** START PASSAGE SHOWN **

Beating Miss. St. is like bragging about winning the relay at the Special Olympics....Guess what?  You're still retarded.  Stop living in college football dream land.  Miss.  St. is NOT big time SEC football and they surely aren't UGA, FLA, LSU, Auburn, Alabama or UT.  We'll see just how good Tech is in Nov.....

Red


----------



## Predator56 (Sep 24, 2008)

i think tech has beat auburn the last 2 times they played them in recent years


----------



## Doc_Holliday23 (Sep 24, 2008)

Ol' Red said:


> Jody, you are so full of crap your eyes are brown.  If you think everyone of those players at GT met the same requirements as a regular student you are living in dream land....."We recruit student athletes..."  We hear the same old tired line from you bugs every year UGA hands Tech their rear ends like it's some saving grace.....The truth is, Tech can't get the players UGA can.  They might get one every couple of years like Dwyer, but not on a regular basis...Why would you go to play at a school that can't sell out a stadium half the size of UGA's?  More people go to GSU games than Tech games.  Paul Johnson couldn't beat UGA at GSU with better athletes option than he's got now....Will Tech luck up and beat UGA once every 15-20 years?  Probably.
> 
> Beating Miss. St. is like bragging about winning the relay at the Special Olympics....Guess what?  You're still retarded.  Stop living in college football dream land.  Miss.  St. is NOT big time SEC football and they surely aren't UGA, FLA, LSU, Auburn, Alabama or UT.  We'll see just how good Tech is in Nov.....
> 
> Red



You have completely lost your mind if you think Southern has better athletes than GT.  Give me a break.

GT fans never were the ones claiming Mississippi State was some SEC powerhouse... SEC fans were the only ones talking about how good they were.  All I heard was how MSU had a big, fast defense, if nothing else and that they would shut GT down.  Now everybody is backing off and saying they never were any good since we ran them out of the stadium.  Just have a little consistency, folks.  November 29 can't get here quick enough.

** END PASSAGE SHOWN **
** START STORED DATA **

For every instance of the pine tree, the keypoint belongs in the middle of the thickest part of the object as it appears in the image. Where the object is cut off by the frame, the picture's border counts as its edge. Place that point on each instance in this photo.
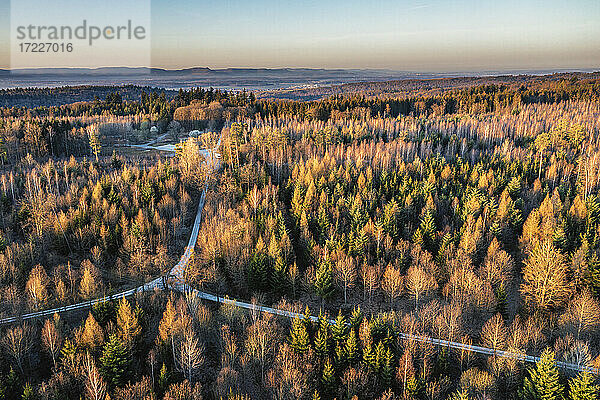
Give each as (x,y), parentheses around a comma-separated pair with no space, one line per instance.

** END STORED DATA **

WHAT YOU SHOULD DO:
For each statement below, say yes or no to whether the forum thread agrees with it, and quote the words from the thread that settle it.
1. One poster thinks Tech has beaten Auburn the last two times the teams played in recent years.
2. Doc_Holliday23 agrees that Southern has better athletes than GT.
3. Doc_Holliday23 says GT fans were the ones claiming Mississippi State was an SEC powerhouse.

OUTPUT OF THE EXERCISE:
1. Yes: "i think tech has beat auburn the last 2 times they played them in recent years"
2. No: "You have completely lost your mind if you think Southern has better athletes than GT."
3. No: "GT fans never were the ones claiming Mississippi State was some SEC powerhouse"